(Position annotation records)

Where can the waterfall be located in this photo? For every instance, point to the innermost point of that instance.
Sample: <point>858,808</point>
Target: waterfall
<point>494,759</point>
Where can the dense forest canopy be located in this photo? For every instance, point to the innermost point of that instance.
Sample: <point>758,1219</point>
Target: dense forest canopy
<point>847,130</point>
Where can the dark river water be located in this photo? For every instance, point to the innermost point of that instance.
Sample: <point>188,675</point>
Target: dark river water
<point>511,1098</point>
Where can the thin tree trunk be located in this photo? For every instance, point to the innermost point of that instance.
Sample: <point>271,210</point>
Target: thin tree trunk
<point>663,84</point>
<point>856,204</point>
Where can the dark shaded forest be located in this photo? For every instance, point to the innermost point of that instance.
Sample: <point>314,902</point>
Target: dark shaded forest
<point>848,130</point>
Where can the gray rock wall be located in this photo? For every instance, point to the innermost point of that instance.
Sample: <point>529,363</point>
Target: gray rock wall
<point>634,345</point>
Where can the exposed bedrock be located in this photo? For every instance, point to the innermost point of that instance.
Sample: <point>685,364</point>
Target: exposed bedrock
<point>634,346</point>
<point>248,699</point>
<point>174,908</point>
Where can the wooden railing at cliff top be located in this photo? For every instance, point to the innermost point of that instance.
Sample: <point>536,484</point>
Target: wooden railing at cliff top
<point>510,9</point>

## SET EXERCISE:
Rewrite all of the data above, changing every "Target" to "Object" and leaving everything else as it is.

## SOLUTION TO THIS EXERCISE:
Where can the waterfall be located in this photo? For every instance, point to the innermost point of that instance.
Sample: <point>858,808</point>
Object: waterfall
<point>494,759</point>
Where can the dense forest canopy be located in this photo? For every instance, point to the innermost point of that instance.
Sample: <point>758,1219</point>
Object: dense forest canopy
<point>847,130</point>
Where can the dark river water be located in this photo? For every instance, point to the innermost point of that instance.
Sample: <point>188,675</point>
Object: dark river water
<point>511,1098</point>
Where can the thin tree trunk be located in this photo? For every instance, point to the innermost point of that instance.
Sample: <point>271,210</point>
Object: thin tree trunk
<point>663,84</point>
<point>856,204</point>
Where can the dark shaded forest be located in this photo? For every instance, point to the innermost point of that instance.
Sample: <point>314,902</point>
Object: dark shaded forest
<point>848,130</point>
Where can the gray rock wall be located in this photo? For every instance, point to the innermost point of that instance.
Sample: <point>529,363</point>
Object: gray rock wall
<point>634,345</point>
Where can the exposed bedrock be located in this photo? For every instance, point to the innermost point of that instance.
Sample: <point>685,364</point>
Object: exposed bedrock
<point>634,346</point>
<point>248,699</point>
<point>174,908</point>
Where can the wooden railing at cliff top be located in this photo? For every instance, point to the innermost point of that instance.
Sample: <point>536,484</point>
Object: wooden railing at cliff top
<point>510,9</point>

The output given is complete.